● **Instructions to follow**
Rewrite every row with "navy blue shorts" swapped for "dark gray shorts", keeping all other text the same.

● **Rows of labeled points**
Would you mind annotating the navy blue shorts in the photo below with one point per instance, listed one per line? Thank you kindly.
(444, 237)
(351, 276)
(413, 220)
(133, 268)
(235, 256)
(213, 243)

● **Answer to the task**
Would you mind annotating the dark gray shorts in the photo below with one point per instance, listed one per line? Thank you kindly.
(444, 237)
(351, 276)
(413, 220)
(133, 268)
(235, 256)
(213, 243)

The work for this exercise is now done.